**DOCUMENT TEXT**
--- BEGIN ---

[Code of Federal Regulations]
[Title 26, Volume 7]
[Revised as of April 1, 2004]
From the U.S. Government Printing Office via GPO Access
[CITE: 26CFR1.542-4]

[Page 257-259]
 
                       TITLE 26--INTERNAL REVENUE
 
    CHAPTER I--INTERNAL REVENUE SERVICE, DEPARTMENT OF THE TREASURY 
                               (CONTINUED)
 
PART 1_INCOME TAXES--Table of Contents
 
Sec. 1.542-4  Corporations filing consolidated returns.

--- END ---

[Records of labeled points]
--- BEGIN ---

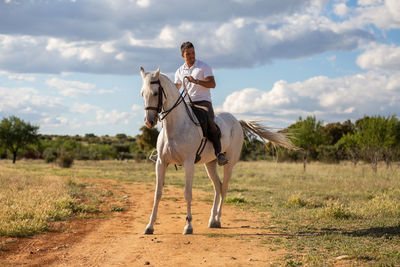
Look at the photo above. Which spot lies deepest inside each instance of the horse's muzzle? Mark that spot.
(150, 121)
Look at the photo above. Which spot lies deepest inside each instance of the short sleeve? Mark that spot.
(177, 79)
(207, 71)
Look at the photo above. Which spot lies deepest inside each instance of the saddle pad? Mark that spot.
(202, 117)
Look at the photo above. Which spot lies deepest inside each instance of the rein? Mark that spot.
(180, 99)
(165, 113)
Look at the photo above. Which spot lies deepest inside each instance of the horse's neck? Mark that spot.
(177, 120)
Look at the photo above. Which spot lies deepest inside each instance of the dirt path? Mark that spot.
(118, 240)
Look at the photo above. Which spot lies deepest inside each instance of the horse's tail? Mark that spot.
(256, 128)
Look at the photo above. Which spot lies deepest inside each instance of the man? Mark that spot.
(201, 79)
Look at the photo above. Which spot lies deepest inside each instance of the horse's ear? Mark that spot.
(157, 73)
(142, 72)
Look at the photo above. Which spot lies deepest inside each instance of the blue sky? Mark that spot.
(72, 66)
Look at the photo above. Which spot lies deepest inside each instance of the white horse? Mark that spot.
(180, 138)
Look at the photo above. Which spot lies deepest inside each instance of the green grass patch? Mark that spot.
(318, 215)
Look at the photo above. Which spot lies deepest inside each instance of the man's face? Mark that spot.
(189, 56)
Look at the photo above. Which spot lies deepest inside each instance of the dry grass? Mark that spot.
(321, 214)
(29, 202)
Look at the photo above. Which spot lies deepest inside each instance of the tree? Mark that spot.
(308, 135)
(377, 137)
(16, 134)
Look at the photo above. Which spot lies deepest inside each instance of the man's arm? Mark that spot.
(208, 82)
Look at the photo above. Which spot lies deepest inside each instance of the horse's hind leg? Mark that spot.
(160, 173)
(224, 187)
(189, 172)
(211, 168)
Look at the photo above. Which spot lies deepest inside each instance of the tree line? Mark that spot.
(371, 139)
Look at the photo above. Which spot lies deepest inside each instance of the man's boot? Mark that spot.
(222, 160)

--- END ---

**AIM**
List every entry that appears inside square brackets in the tax regulation header above.

**EXERCISE RESULT**
- Code of Federal Regulations
- Title 26, Volume 7
- Revised as of April 1, 2004
- CITE: 26CFR1.542-4
- Page 257-259